### [SOAL LATIHAN]
(1) Dalam kutipan tentang stablecoin XIDR, bidang apa saja yang pertumbuhannya disebut begitu pesat?
(2) Jawablah pertanyaan berikut berdasarkan kutipan tentang stablecoin XIDR.
(a) StraitsX merupakan bagian dari startup fintech apa?
(b) Siapa yang menjabat sebagai Head of StraitsX?
(c) Menurut datareportal.com, berapa tingkat penetrasi internet di Indonesia?

StraitsX sendiri merupakan bagian dari startup fintech Xfers, yang saat ini juga tergabung ke dalam Fazz Financial Group.

Head of StraitsX Aymeric Salley mengatakan, stablecoin XIDR punya potensi besar dalam ekosistem keuangan global, selain fungsi utamanya dalam transaksi kripto di blockchain publik. Stablecoin dapat membantu memfasilitas pengiriman aset digital kepada siapa saja, tanpa perantara apapun, sehingga memberikan opsi pengiriman yang lebih cepat dan murah.

“Banyak area fintech yang bisa kita bangun di atas stablecoin. Potensi tersebut sejalan dengan tujuan kami yang ingin membangun ekosistem aset digital yang kuat dan dapat dioperasikan oleh mitra lokal dan internasional secara terpercaya,” terangnya dalam konferensi pers virtual, kemarin (23/2).

Menurut datareportal.com, sebesar 51,1% dari 270 juta penduduk Indonesia masuk dalam kategori underbanked dan unbanked, sedangkan tingkat penetrasi internet hanya 73,3%. dengan pertumbuhan fintech, blockchain, dan aset digital yang begitu pesat, permintaan untuk stablecoin Rupiah yang kompatibel semakin tinggi. Maka dari itu, XIDR hadir untuk memberikan cara yang mudah dan aman bagi orang-orang yang tidak memiliki rekening bank untuk mengakses layanan keuangan.

### [BLOK DATA]
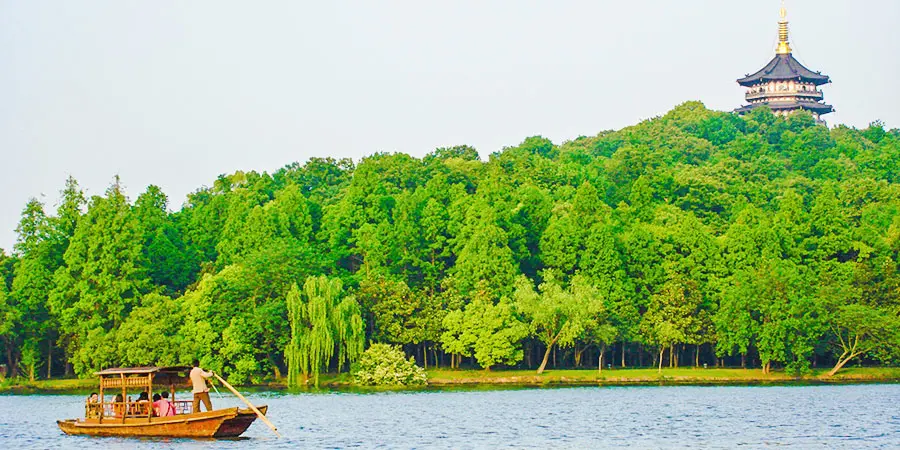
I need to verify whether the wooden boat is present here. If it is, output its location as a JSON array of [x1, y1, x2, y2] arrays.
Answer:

### [KUNCI JAWABAN]
(1) fintech, blockchain, aset digital

(2)
(a) Xfers
(b) Aymeric Salley
(c) 73,3%